● **CHALLENGES**
1. In the financial planning chat transcript below, where is Debbie Frazier's firm located?
2. Decide whether each statement agrees with the financial planning chat transcript below. Give yes or no for each, and quote the words that decide it.
(a) Questions will be answered in the order they were received.
(b) Jamie Milne's firm is based in Atlanta.
(c) Submitted questions are held for moderation.
3. Extend the financial planning chat transcript below, starting after its final line.

● **EXCERPTED TEXT**
☆ ☆ ☆
Welcome to today's Jump-Start Your Financial Plan live chat!
Thanks for joining us and for submitting so many questions early! We have a lot to get through.
We have three NAPFA advisors with us this afternoon: Jamie Milne of Milne Financial Planning, Inc in St. Johnsbury, VT; Bobbie Munroe Bobbie Munroe of Fraser Financial in Atlanta, GA; and Debbie Frazier of Frazier Financial Consultants in Chapel Hill, NC.
Thanks for helping out today Bobbie, Jamie and Debbie! (Lots of ie's!)
I look forward to answering your questions.
If you’re joining us for the first time, let me explain a little about how the live chat works: your questions will be submitted and held for moderation.
Hello, I'm Bobbie Munroe CFP in Atlanta (and soon to come, Tallahassee, FL). I look forward to spending this afternoon with you. Thank you Kiplinger for setting up this great opportunity for consumers.
Since we received many questions in advance, your question may not necessarily be approved right away. Please bear with us as we try to answer your question as quickly and thoroughly as possible! We will answer questions in the order they came in.
☆ ☆ ☆
● **GIVEN INFORMATION**
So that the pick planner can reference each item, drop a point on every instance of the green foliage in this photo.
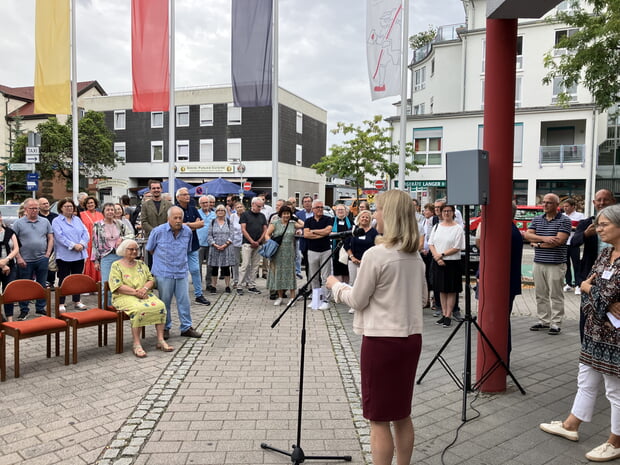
☆ ☆ ☆
● **TASK RESPONSES**
1. Chapel Hill, NC.

2.
(a) Yes: "We will answer questions in the order they came in."
(b) No: "Jamie Milne of Milne Financial Planning, Inc in St. Johnsbury, VT"
(c) Yes: "your questions will be submitted and held for moderation."

3.
I am Debbie Frazier from Chapel Hill and I look forward to helping with questions this afternoon.
Jamie, here's a question for you from Steven
And Bobbie, here's one from Jay
And Debbie, you can take Paul's.
Hi Steven, great question. The process of setting up a Solo 401k plan should be easy. The custoidan you choose, Vanguard, TD Ameritrade, etrade should be able to step you through the paperwork.
Jamie, any insight into whether Steven should choose a Roth or Solo 401k?
Is it better to use the Solo 401k or the Roth is a great question. The basic issue is saving taxes today (always a good thing) with the 401k or saving taxes in the future with the Roth.
Jay, financail planners charge in many ways. I think that you are referring to charges for AUM/assets under management. These fees can range from 1.5% down to .5% (they often go down for larger amounts) but typically average about 1%. Some adivsors, like me, do work on an hourly basis (will depend on your market but expect 150 to 250) or project basis. Additionally for ongoing work, like investment management, I charge a flat annual retainer which is based on many factors to include the kind of service the client wants (how many meeting per year etc). I think such flat fee retainers are becoming more common.
Thanks, Jamie. Here's a question from Susan.
Ideally, with plenty of money to save, I like to use both, but assuming you do not use both, somethings to consider as you decide are:
Oops, sorry Jamie. Take your time ;)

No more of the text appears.